Task to carry out: Please convert the records, from the start of the records through the line containing "[249,231,267,332]", into a two-column CSV with the columns input_text and expected and one row per record. Put each field in quotation marks and replace its line breaks with spaces.

+===+

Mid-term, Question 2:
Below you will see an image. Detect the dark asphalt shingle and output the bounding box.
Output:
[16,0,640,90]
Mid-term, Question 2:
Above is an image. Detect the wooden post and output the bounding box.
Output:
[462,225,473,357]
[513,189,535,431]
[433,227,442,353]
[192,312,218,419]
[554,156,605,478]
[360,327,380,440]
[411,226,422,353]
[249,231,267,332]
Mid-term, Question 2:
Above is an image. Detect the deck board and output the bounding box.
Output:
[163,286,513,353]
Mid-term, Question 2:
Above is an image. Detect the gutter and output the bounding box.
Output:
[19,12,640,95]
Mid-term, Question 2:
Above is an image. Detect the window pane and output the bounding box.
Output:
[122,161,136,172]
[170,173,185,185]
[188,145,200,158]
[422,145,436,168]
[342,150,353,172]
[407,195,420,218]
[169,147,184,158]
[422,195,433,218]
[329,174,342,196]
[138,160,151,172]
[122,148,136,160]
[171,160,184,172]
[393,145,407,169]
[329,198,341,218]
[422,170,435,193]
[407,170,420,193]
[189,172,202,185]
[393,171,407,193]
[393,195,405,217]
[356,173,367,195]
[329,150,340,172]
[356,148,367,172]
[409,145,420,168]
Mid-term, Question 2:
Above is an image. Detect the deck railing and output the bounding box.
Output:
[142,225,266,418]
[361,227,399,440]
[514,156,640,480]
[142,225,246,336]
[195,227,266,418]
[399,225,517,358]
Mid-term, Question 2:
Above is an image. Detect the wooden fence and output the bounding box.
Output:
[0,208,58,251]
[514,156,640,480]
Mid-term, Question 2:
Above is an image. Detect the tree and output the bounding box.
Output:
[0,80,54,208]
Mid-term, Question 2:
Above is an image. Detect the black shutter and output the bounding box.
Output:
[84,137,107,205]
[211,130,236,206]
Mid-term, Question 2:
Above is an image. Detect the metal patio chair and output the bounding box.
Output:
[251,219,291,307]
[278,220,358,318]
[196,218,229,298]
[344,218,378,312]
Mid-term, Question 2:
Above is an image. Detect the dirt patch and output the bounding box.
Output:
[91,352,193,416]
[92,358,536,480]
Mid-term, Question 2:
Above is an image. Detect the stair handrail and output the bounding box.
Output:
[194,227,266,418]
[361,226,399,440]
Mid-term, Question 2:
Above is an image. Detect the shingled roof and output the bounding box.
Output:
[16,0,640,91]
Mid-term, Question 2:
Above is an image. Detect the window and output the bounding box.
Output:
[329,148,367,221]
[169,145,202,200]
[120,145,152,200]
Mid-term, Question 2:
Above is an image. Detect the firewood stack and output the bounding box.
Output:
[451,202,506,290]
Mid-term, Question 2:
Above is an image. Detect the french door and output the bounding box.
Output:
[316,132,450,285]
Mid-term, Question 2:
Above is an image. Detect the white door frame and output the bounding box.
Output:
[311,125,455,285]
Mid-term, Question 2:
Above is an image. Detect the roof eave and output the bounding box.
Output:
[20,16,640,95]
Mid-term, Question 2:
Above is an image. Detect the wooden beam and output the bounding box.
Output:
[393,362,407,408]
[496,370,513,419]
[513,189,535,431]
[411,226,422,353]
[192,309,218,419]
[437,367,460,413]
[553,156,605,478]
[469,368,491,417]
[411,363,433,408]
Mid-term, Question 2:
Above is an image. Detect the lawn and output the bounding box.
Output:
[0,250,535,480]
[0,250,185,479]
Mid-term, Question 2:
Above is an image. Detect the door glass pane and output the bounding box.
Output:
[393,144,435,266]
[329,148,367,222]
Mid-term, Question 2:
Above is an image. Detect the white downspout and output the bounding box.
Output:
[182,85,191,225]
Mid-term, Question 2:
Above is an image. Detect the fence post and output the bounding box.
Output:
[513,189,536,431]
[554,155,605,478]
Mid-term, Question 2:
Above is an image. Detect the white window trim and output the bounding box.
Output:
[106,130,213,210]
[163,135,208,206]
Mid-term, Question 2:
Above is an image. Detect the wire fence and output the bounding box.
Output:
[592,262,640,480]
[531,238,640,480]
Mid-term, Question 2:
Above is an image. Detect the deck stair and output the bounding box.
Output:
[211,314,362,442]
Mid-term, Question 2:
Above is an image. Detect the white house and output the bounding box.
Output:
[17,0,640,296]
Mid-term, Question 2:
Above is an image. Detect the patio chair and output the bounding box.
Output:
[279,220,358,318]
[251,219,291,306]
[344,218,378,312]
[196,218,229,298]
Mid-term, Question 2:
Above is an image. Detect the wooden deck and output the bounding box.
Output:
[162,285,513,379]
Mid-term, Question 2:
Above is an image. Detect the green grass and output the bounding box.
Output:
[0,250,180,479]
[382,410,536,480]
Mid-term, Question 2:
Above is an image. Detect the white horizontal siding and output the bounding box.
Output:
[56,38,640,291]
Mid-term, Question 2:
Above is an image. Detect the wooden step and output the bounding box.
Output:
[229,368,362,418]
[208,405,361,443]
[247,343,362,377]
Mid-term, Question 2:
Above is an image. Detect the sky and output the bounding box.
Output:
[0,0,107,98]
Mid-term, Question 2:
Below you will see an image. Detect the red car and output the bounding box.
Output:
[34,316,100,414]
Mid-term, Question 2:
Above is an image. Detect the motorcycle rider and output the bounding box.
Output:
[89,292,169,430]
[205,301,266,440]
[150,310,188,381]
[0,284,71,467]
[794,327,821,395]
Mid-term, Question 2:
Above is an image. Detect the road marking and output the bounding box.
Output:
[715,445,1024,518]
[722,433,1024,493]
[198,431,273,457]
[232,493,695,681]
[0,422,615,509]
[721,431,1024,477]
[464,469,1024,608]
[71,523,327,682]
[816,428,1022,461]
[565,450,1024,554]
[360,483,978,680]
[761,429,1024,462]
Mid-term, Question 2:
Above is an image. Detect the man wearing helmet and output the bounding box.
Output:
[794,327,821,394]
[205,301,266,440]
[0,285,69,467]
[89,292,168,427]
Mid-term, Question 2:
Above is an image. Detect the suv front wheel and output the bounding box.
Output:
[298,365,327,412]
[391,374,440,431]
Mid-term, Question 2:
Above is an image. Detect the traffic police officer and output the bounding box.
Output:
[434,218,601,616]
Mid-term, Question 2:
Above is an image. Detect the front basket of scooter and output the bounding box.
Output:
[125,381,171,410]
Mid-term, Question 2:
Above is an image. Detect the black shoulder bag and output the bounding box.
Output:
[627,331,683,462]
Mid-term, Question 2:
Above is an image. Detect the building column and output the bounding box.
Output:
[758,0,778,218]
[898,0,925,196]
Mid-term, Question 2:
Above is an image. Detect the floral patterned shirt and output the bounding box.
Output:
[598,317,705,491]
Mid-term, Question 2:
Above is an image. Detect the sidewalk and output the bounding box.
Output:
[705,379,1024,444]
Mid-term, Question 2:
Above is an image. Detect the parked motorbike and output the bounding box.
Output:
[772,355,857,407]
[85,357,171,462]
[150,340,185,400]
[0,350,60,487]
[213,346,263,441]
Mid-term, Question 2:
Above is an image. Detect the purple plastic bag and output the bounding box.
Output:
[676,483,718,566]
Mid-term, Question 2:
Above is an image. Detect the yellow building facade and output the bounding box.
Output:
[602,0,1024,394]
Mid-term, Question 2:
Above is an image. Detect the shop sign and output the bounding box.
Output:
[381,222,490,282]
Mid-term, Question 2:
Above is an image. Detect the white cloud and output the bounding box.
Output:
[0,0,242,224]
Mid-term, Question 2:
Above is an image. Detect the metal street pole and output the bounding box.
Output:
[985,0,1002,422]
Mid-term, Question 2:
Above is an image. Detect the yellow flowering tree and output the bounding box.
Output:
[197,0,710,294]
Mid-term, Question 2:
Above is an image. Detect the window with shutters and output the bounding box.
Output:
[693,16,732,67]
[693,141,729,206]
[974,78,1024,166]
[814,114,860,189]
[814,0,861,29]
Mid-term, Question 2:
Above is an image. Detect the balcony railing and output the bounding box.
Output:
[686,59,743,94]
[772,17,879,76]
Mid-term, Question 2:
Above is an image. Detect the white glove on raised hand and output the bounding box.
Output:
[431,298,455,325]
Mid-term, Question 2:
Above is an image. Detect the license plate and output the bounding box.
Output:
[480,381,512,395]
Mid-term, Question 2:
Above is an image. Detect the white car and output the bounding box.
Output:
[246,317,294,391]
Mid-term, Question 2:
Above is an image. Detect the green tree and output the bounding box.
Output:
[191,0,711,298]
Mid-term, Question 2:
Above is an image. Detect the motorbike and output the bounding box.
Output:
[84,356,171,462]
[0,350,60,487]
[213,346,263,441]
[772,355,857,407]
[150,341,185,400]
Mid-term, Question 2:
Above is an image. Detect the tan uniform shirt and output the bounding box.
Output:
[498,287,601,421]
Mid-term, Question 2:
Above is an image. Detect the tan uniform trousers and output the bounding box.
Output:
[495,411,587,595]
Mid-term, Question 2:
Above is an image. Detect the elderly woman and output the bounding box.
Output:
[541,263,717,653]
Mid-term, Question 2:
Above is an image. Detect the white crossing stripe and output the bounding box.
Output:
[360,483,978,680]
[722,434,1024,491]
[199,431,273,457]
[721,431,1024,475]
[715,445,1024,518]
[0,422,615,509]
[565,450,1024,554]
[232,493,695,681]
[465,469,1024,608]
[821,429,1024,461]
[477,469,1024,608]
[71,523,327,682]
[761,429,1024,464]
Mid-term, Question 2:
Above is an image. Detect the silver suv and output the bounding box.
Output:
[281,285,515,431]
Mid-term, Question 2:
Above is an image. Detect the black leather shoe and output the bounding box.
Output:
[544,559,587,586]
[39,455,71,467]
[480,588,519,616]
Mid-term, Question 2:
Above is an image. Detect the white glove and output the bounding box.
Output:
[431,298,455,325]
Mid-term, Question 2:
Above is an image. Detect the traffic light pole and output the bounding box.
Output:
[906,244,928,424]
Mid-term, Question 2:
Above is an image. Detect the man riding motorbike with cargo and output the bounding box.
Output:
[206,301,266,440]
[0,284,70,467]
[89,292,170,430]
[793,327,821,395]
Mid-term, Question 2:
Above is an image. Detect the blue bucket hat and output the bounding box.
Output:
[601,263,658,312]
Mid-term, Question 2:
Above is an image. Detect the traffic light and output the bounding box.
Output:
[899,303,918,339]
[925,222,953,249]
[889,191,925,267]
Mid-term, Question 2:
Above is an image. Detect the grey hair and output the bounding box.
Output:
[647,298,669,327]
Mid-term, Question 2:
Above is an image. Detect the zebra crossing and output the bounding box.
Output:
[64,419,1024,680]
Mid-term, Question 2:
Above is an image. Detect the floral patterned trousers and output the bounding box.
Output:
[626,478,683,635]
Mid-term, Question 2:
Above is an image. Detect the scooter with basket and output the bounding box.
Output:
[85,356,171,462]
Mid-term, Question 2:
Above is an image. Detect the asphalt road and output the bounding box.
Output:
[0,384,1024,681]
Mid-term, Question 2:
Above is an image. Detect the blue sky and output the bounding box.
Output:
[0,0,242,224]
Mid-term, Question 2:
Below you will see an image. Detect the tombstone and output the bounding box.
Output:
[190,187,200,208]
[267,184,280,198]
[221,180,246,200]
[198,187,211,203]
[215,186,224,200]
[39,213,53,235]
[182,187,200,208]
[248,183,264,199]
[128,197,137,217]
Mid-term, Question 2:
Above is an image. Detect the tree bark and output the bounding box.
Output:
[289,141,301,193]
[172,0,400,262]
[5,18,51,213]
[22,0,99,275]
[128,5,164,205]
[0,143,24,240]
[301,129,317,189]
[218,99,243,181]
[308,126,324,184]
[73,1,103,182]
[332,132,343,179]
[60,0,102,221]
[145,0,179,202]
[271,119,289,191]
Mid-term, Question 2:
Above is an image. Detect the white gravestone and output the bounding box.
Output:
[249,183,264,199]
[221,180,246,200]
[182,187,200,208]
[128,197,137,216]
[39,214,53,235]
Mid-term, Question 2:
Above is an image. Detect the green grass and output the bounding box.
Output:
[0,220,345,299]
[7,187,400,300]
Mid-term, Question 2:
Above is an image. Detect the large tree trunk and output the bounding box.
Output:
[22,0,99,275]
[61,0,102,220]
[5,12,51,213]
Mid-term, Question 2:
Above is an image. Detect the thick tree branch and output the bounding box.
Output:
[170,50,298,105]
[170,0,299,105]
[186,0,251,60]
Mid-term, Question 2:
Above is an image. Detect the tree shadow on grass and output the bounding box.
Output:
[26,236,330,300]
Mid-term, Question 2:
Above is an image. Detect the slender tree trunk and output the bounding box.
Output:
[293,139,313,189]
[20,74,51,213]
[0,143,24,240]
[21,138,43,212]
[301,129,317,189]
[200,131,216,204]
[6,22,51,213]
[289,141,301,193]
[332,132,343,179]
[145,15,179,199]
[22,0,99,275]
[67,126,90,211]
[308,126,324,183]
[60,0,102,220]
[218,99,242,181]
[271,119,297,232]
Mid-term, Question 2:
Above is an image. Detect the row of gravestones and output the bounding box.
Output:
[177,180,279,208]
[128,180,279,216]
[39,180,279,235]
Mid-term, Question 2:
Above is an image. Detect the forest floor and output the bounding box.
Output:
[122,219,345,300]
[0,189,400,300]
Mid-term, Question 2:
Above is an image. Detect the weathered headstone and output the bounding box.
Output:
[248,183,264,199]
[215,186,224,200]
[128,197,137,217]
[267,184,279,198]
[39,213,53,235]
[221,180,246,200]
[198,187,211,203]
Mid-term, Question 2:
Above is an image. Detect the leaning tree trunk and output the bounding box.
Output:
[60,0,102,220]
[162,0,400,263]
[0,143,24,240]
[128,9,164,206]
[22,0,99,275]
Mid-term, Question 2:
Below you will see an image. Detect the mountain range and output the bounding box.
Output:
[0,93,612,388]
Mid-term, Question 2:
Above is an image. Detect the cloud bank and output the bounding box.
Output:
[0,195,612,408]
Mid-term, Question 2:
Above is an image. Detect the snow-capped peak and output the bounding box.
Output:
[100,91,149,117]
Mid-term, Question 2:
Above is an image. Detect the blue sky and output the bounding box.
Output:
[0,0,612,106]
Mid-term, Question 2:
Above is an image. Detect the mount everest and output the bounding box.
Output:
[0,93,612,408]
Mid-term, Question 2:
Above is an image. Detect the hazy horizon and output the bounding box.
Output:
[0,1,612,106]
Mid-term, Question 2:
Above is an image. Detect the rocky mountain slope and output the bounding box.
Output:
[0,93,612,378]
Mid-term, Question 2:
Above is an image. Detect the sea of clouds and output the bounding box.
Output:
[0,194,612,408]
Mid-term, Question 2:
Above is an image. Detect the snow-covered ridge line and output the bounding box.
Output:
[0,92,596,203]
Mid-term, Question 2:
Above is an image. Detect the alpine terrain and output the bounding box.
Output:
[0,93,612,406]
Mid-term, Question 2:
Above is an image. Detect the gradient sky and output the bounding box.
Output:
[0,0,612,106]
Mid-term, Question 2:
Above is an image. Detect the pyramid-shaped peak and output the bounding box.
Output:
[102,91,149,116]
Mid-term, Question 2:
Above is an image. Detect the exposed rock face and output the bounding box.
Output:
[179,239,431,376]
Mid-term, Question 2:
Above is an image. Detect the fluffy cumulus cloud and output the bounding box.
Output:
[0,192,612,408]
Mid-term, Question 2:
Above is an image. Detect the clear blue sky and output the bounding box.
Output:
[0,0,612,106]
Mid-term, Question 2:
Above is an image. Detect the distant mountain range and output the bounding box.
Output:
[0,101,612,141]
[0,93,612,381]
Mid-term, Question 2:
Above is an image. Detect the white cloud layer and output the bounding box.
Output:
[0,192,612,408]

+===+

Expected answer:
input_text,expected
"Mid-term, Question 2: Below you will see an image. Detect the dark asphalt shingle and output the bounding box. Output:","[16,0,640,90]"
"Mid-term, Question 2: Above is an image. Detect the wooden post and output the bounding box. Output:","[462,225,473,357] [513,189,535,431] [433,227,442,353] [192,312,218,419] [554,156,605,478] [360,327,380,440] [411,226,422,353] [249,231,267,332]"